Training leaders understand that content is king when it comes to employee engagement and knowledge retention. If employees don’t remember what they’ve learned when it’s time to act on a situation or information, or worse yet, didn’t complete the training, no one benefits — not the employee, the manager, the company or the customers.

You might be surprised that Training Industry research found that one in three L&D professionals say content relevancy is a challenge, and balancing learner preferences with corporate objectives is a tight rope to walk, especially when considering budget limitations.

The reality is that those responsible for employee development don’t have to make an all-or-nothing choice between off-the-shelf content libraries and custom content creation. In most cases, having the right content provider and eLearning platform can create an efficient and affordable option for delivering memorable training.

The Advantages of Ready-to-go Content  

The key benefit of a ready-to-go (or off-the-shelf) content library for eLearning is that the content choices are typically quite expansive, the comprehension measurement options plentiful and the cost much lower than custom development. With most content providers, it’s as easy as browsing an online catalog, many of which allow you to listen to all or part of a training video before purchase. Your training can be up and running within minutes, accelerating the time to learning (which is especially beneficial during a pandemic), and can effectively communicate new procedures, policies and regulatory mandates quickly. The onus is on the content provider to keep courses up to date, alleviating some of the burden from administrators and managers.

Ready-to-go stock libraries provide content on a wide range of topics, including hard and soft skills training, talent development, upskilling, health and safety on and off the job, plus state, federal and sector-specific regulatory and certification compliance training. These online libraries offer courses in a variety of formats, including digital licensing, streaming video and more. You would be hard pressed to require a format that an online library could not accommodate.

> Required action
Answer these questions using the passage on eLearning training content above.
1. According to Training Industry research, what share of L&D professionals say content relevancy is a challenge?
2. What do many online catalogs let you do with a training video before purchase?
3. With a ready-to-go library, who is responsible for keeping courses up to date?

[Images for locating objects]
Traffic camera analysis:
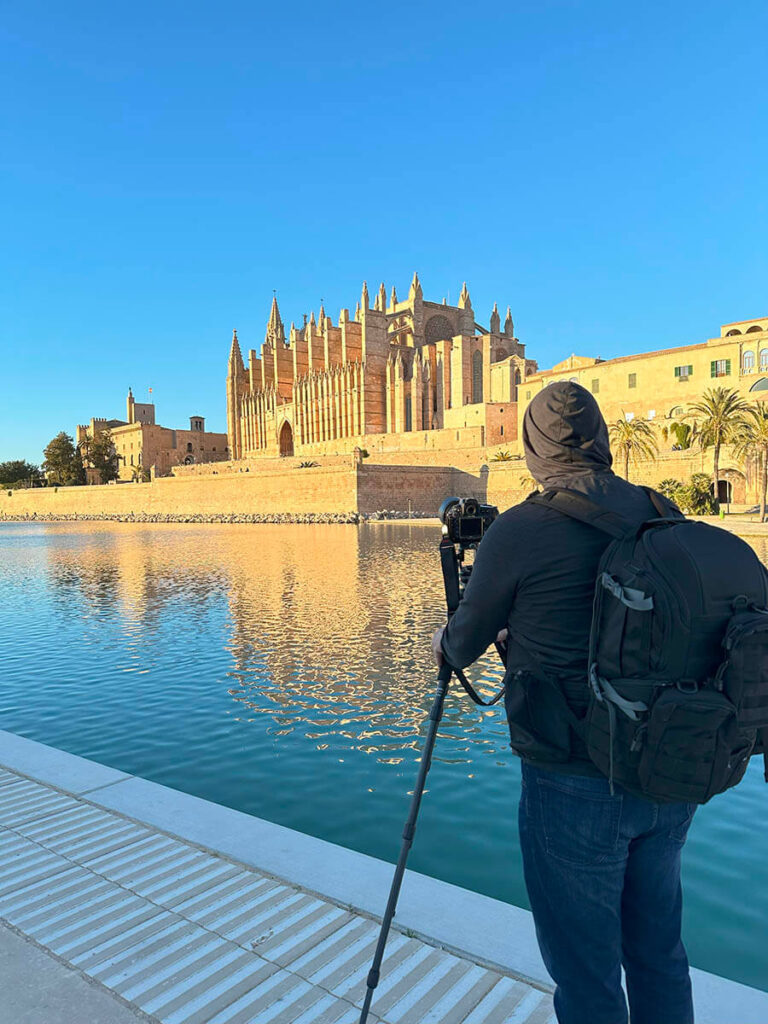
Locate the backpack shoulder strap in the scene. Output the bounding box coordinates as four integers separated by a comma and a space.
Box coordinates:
527, 490, 637, 541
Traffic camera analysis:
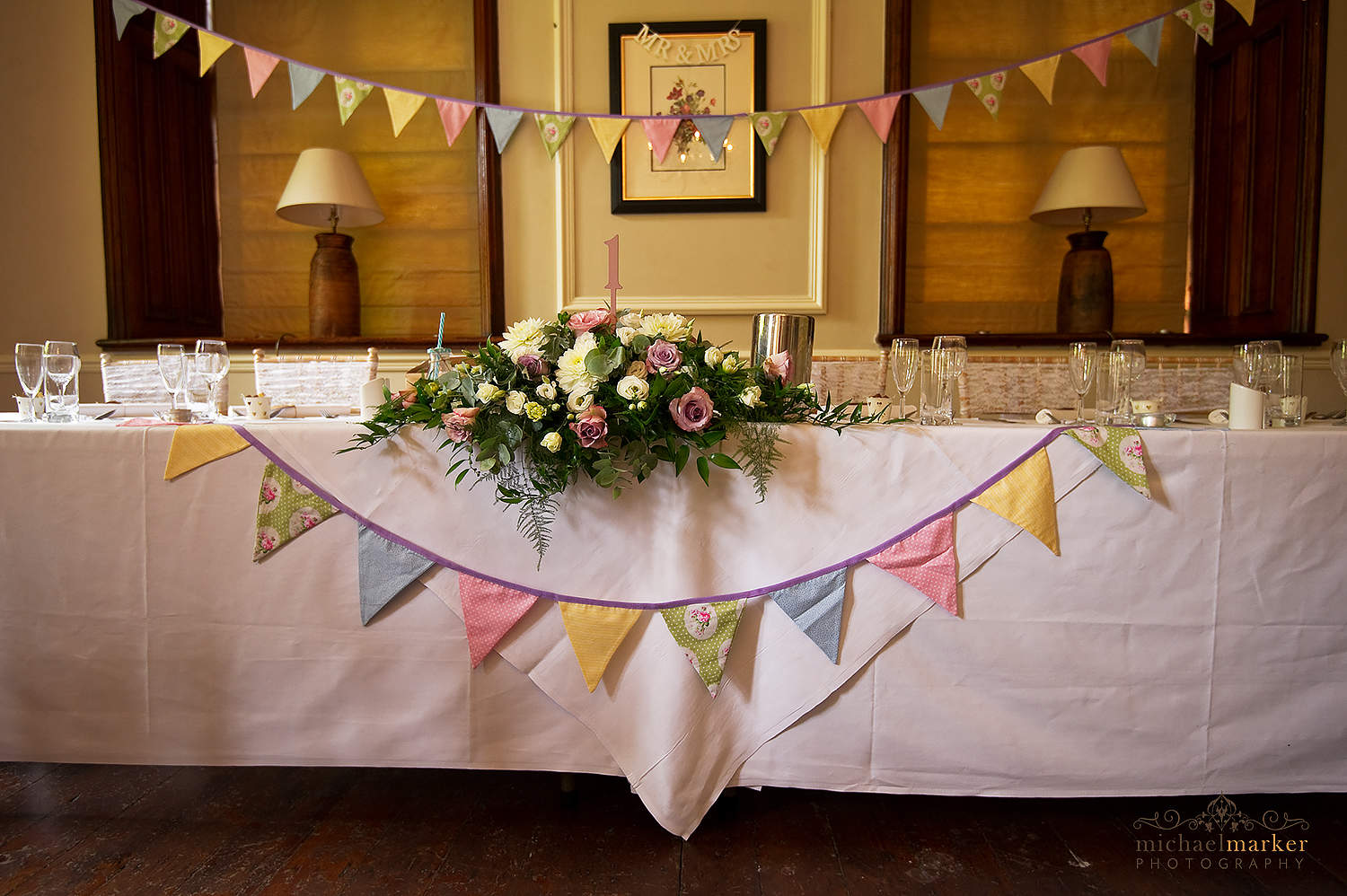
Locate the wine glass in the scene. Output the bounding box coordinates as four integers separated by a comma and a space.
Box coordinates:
197, 339, 229, 417
13, 342, 48, 423
155, 342, 186, 411
1067, 342, 1099, 423
889, 337, 921, 420
1328, 339, 1347, 426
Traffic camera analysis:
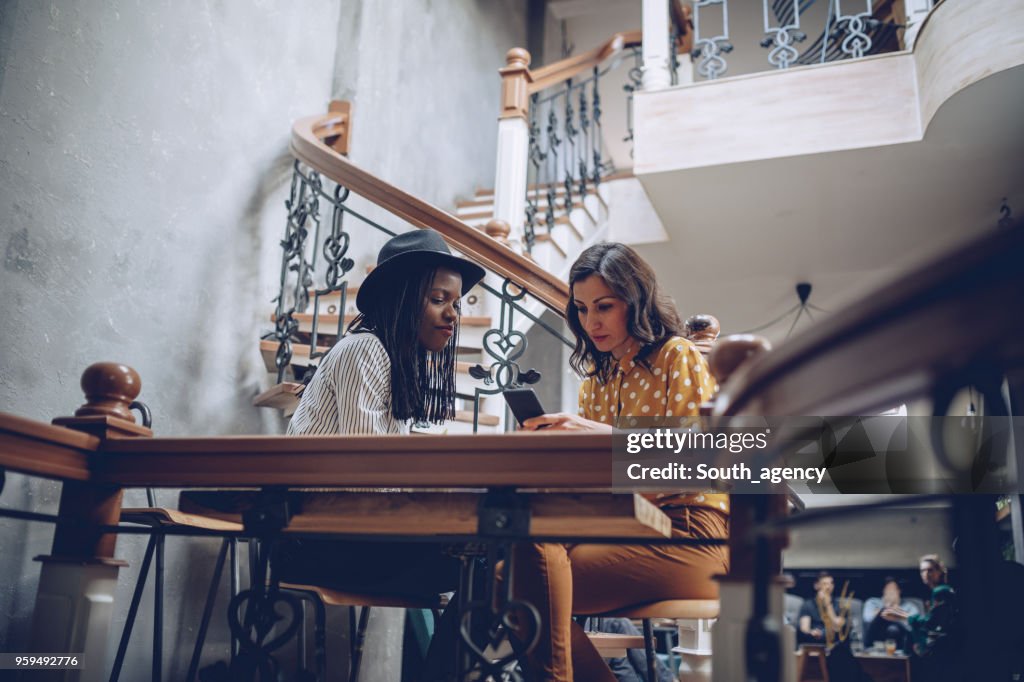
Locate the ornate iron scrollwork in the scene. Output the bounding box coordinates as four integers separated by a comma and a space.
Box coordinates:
303, 184, 355, 368
469, 280, 541, 433
831, 0, 879, 59
761, 0, 807, 69
263, 161, 323, 384
692, 0, 732, 81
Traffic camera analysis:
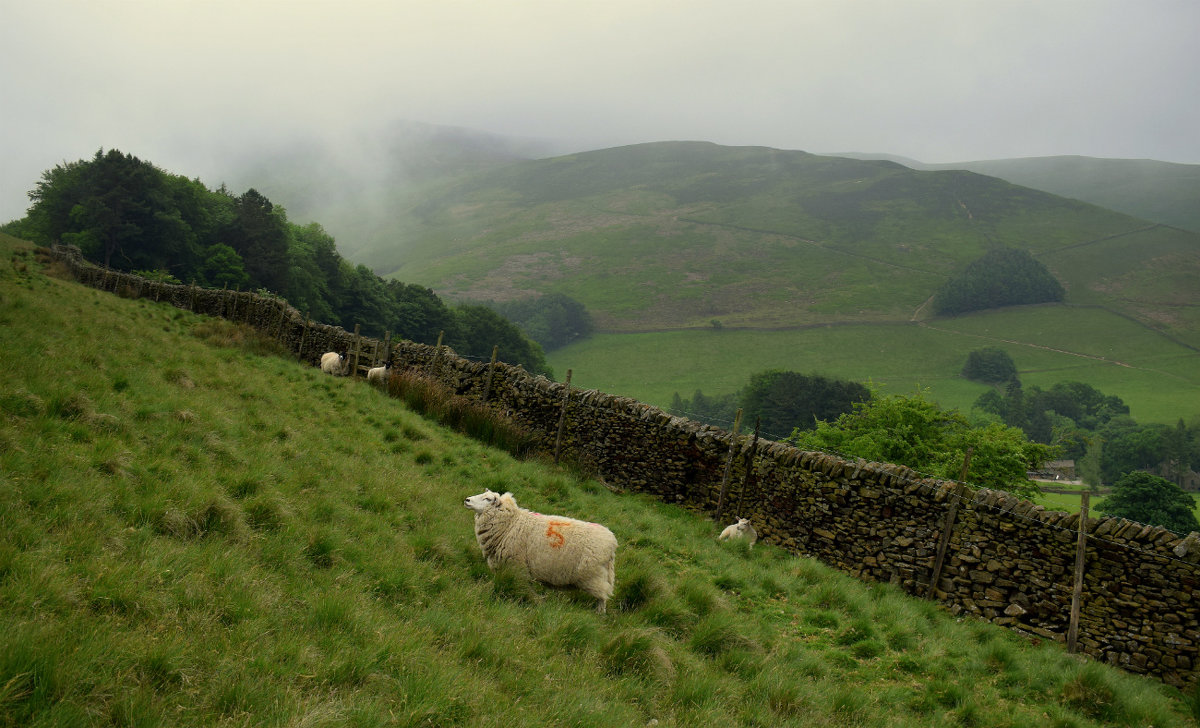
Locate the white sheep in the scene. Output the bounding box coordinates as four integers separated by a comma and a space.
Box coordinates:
367, 361, 391, 385
716, 518, 758, 548
463, 491, 617, 614
320, 351, 346, 377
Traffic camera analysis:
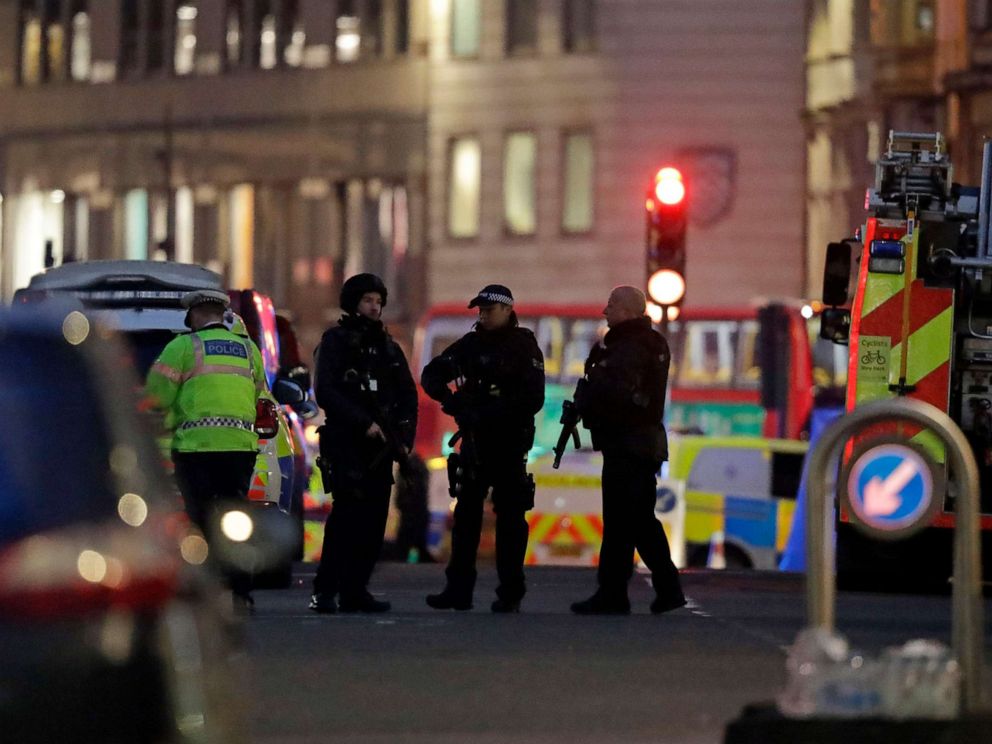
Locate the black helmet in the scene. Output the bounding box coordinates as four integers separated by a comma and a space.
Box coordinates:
341, 274, 387, 315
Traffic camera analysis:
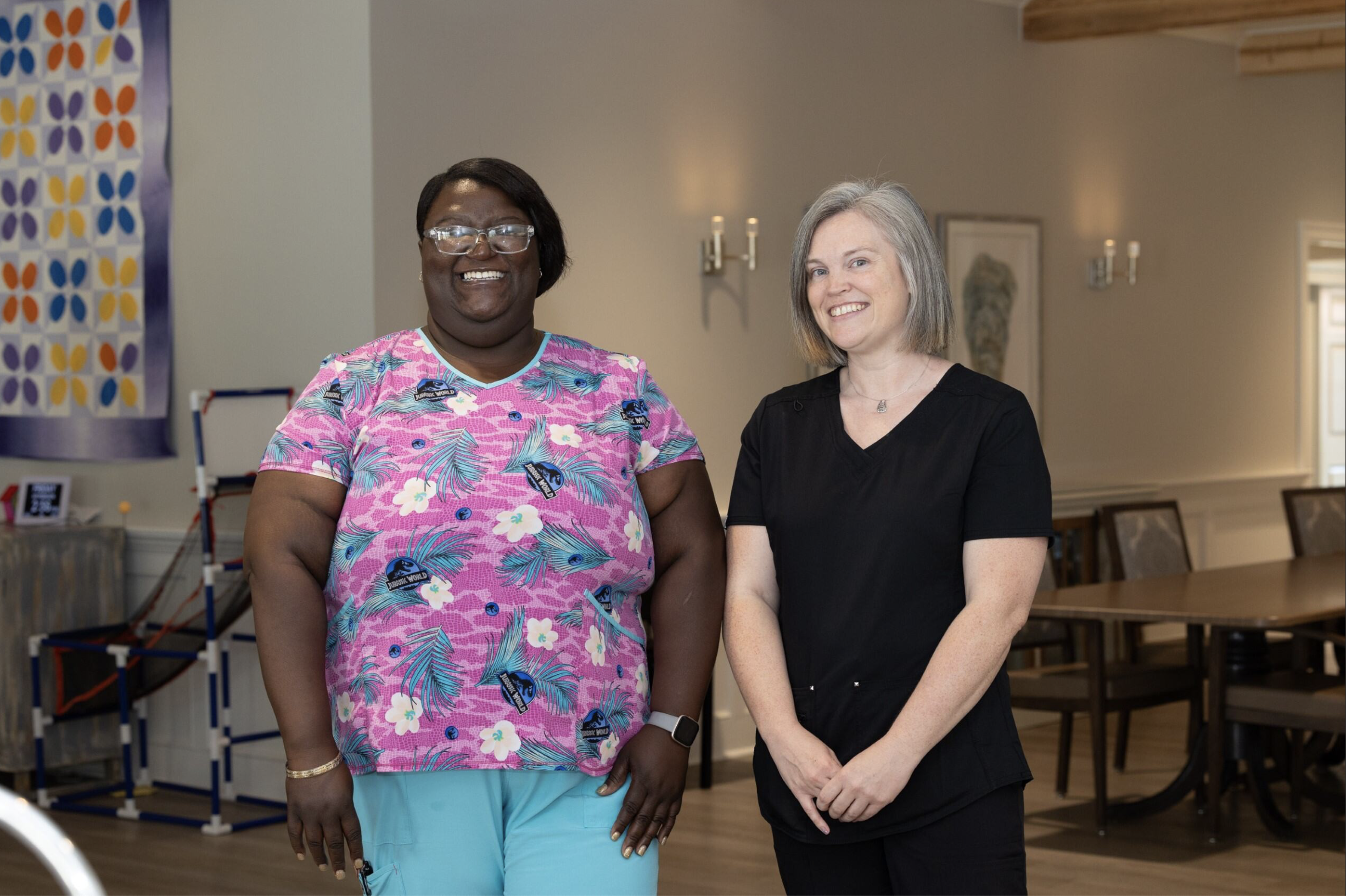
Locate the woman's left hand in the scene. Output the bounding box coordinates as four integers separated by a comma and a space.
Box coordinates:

> Exercise result
1. One in three.
2. Listen to all or part of it.
3. The content provider.